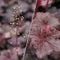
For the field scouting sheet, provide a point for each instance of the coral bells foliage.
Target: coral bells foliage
(44, 35)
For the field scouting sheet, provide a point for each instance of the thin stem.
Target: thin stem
(27, 40)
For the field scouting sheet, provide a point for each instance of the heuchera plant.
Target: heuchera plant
(44, 35)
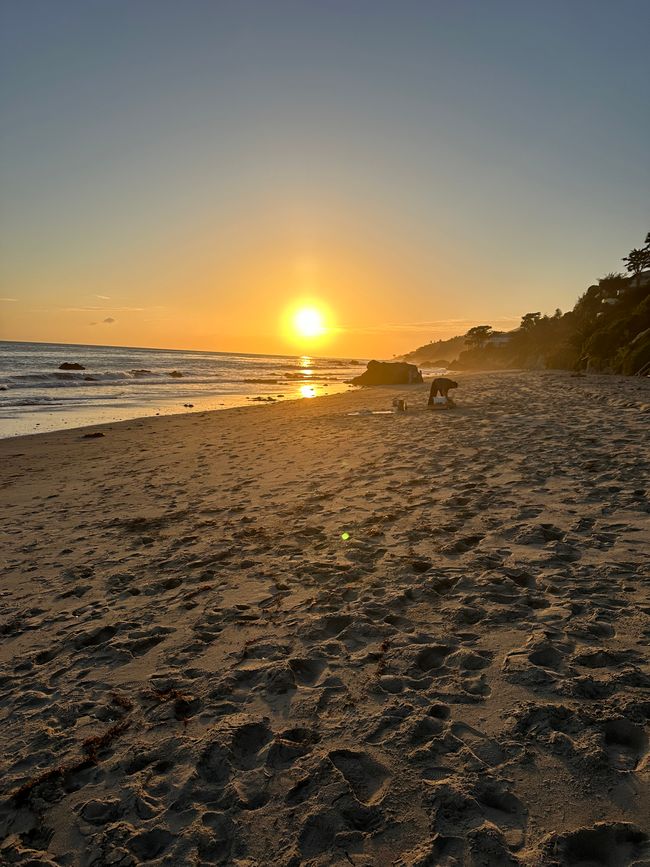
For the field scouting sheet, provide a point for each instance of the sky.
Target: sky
(182, 174)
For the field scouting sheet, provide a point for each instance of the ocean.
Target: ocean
(119, 383)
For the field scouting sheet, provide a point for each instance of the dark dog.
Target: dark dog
(441, 385)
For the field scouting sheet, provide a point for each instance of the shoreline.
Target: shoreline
(297, 635)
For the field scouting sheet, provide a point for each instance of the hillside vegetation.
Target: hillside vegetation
(608, 330)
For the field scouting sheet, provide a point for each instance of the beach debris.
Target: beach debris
(389, 373)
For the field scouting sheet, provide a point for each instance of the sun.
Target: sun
(309, 322)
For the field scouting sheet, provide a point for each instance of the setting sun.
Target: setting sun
(309, 322)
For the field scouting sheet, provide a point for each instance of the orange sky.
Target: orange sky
(179, 174)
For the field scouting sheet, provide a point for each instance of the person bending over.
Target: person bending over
(440, 388)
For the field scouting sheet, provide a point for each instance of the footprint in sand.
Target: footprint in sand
(368, 779)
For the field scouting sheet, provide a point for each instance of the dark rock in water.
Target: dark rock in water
(389, 373)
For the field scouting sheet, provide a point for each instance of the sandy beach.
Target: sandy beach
(288, 635)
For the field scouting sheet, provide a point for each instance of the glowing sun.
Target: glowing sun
(309, 322)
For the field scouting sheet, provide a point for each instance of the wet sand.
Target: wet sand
(288, 635)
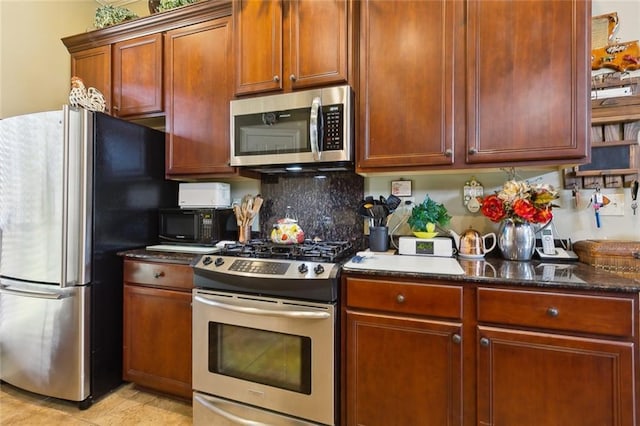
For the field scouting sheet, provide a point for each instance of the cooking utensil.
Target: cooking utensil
(245, 213)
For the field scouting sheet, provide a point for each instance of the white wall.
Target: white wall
(34, 63)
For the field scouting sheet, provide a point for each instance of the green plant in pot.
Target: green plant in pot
(426, 216)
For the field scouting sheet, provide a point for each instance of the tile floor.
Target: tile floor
(127, 405)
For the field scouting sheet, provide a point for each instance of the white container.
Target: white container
(204, 195)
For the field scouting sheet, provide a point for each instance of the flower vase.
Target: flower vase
(516, 240)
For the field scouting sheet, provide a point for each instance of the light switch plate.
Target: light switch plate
(615, 206)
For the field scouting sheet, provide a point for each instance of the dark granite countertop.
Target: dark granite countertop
(492, 270)
(159, 256)
(535, 273)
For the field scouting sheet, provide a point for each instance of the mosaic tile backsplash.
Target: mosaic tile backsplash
(327, 208)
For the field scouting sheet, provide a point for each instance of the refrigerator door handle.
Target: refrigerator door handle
(65, 196)
(36, 294)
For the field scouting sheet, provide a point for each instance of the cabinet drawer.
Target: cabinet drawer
(158, 274)
(407, 298)
(571, 312)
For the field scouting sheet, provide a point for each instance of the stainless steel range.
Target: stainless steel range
(265, 341)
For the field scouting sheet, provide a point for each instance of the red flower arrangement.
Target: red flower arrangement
(521, 202)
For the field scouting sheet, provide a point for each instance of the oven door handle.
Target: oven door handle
(229, 416)
(258, 311)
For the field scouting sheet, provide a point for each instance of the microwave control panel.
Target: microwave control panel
(333, 127)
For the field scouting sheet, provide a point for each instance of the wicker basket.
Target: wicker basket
(617, 256)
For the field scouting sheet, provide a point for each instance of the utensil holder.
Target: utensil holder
(378, 238)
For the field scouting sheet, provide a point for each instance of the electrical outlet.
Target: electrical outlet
(615, 206)
(407, 200)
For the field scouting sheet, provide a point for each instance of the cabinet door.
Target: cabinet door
(527, 378)
(400, 370)
(137, 76)
(198, 90)
(316, 42)
(157, 339)
(528, 80)
(93, 66)
(257, 45)
(406, 83)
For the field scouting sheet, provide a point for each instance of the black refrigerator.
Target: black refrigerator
(76, 188)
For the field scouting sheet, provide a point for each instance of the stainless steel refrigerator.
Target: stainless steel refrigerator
(76, 187)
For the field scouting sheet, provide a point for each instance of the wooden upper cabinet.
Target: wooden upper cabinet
(407, 87)
(528, 80)
(93, 66)
(316, 42)
(447, 85)
(198, 83)
(137, 76)
(257, 45)
(285, 45)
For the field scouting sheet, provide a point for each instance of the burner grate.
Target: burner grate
(318, 251)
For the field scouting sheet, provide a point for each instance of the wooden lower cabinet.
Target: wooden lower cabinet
(527, 378)
(556, 357)
(402, 368)
(420, 351)
(157, 326)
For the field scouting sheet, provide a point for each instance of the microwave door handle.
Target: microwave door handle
(268, 312)
(316, 128)
(227, 415)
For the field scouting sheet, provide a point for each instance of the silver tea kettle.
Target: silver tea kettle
(472, 244)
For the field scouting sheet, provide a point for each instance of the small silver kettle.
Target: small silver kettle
(472, 244)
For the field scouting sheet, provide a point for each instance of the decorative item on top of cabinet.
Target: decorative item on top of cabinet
(93, 66)
(290, 44)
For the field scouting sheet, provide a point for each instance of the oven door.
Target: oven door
(269, 353)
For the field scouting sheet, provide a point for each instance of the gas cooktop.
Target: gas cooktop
(309, 250)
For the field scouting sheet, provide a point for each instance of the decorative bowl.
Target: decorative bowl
(424, 234)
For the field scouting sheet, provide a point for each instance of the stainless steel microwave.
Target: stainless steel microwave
(300, 129)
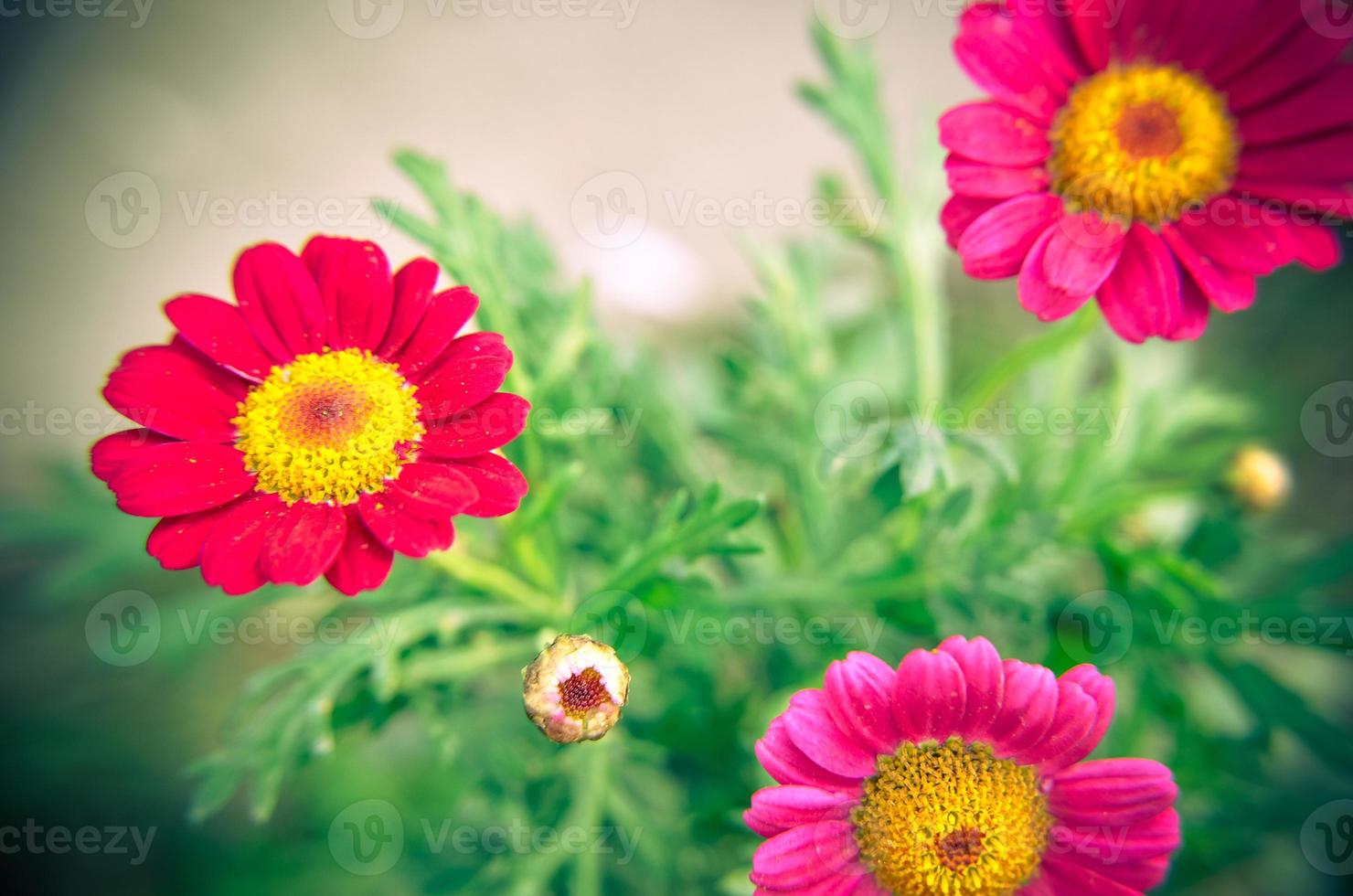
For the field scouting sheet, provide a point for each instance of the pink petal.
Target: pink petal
(989, 182)
(1141, 296)
(985, 679)
(230, 554)
(473, 369)
(1111, 792)
(859, 698)
(811, 727)
(805, 856)
(176, 541)
(450, 312)
(1028, 709)
(279, 301)
(961, 211)
(180, 476)
(786, 763)
(780, 808)
(997, 242)
(218, 330)
(363, 562)
(929, 698)
(302, 541)
(175, 391)
(413, 290)
(485, 427)
(354, 279)
(112, 453)
(501, 486)
(995, 134)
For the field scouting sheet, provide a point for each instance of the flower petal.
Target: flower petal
(180, 476)
(363, 562)
(175, 391)
(354, 279)
(487, 425)
(930, 696)
(996, 244)
(279, 301)
(218, 330)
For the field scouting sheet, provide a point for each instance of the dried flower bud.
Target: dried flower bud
(575, 688)
(1259, 478)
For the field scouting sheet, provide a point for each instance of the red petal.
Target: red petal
(218, 330)
(112, 453)
(354, 279)
(279, 301)
(450, 312)
(182, 476)
(175, 391)
(501, 486)
(485, 427)
(363, 562)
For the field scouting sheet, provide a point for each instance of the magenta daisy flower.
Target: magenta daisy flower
(957, 774)
(325, 421)
(1157, 155)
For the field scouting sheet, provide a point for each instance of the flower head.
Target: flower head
(1157, 155)
(957, 774)
(1259, 478)
(575, 689)
(324, 421)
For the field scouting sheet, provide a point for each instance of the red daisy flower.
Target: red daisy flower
(1158, 155)
(957, 774)
(326, 420)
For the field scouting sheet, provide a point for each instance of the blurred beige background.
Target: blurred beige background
(265, 120)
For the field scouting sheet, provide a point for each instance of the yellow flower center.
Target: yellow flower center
(950, 819)
(329, 427)
(1144, 144)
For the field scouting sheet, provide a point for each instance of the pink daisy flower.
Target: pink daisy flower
(1157, 155)
(326, 420)
(957, 774)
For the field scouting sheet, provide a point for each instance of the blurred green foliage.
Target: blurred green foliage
(736, 515)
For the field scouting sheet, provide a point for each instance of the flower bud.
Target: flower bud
(575, 688)
(1259, 478)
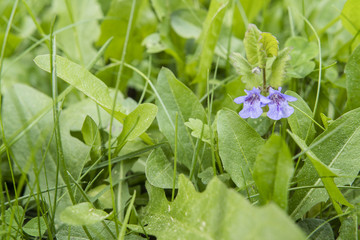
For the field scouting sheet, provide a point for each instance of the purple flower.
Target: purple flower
(253, 102)
(279, 107)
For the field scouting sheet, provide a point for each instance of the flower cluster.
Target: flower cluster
(277, 102)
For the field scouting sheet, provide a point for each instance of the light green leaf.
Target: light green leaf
(159, 170)
(82, 214)
(199, 129)
(177, 98)
(308, 225)
(35, 227)
(244, 68)
(216, 213)
(83, 80)
(273, 170)
(137, 122)
(322, 159)
(207, 42)
(251, 40)
(269, 44)
(238, 146)
(352, 71)
(278, 68)
(300, 122)
(91, 136)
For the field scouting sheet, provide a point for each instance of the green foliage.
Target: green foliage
(300, 121)
(238, 146)
(196, 215)
(175, 97)
(273, 170)
(352, 71)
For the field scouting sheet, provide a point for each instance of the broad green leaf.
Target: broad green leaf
(187, 23)
(323, 229)
(83, 80)
(199, 129)
(270, 44)
(137, 122)
(216, 213)
(238, 146)
(78, 43)
(243, 67)
(82, 214)
(302, 53)
(279, 67)
(177, 98)
(207, 42)
(251, 40)
(273, 170)
(35, 227)
(80, 78)
(300, 122)
(91, 136)
(349, 228)
(91, 132)
(352, 71)
(159, 170)
(334, 152)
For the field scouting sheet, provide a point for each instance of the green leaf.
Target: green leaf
(159, 170)
(83, 80)
(35, 227)
(91, 136)
(199, 129)
(251, 40)
(308, 225)
(137, 122)
(278, 68)
(352, 71)
(238, 146)
(335, 157)
(82, 214)
(273, 170)
(349, 228)
(270, 44)
(244, 68)
(177, 98)
(216, 213)
(207, 42)
(300, 122)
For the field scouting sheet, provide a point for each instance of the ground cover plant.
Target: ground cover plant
(179, 119)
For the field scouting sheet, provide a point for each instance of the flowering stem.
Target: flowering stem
(264, 80)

— GOAL OF THE EXERCISE —
Using the entries shown above, reproduce verbatim the lines from the line bearing "Target: shoreline" to the line bearing "of the sun.", inclusive.

— FINISHED EXERCISE —
Target: shoreline
(297, 635)
For the field scouting sheet, provide a point for each instance of the hillside vegetation.
Target: hillside vegetation
(608, 330)
For the field scouting sheet, provide a point for each instance of the beach debris.
Target: beach debris
(389, 373)
For the field scouting sheet, provide a point for each instance of the sun.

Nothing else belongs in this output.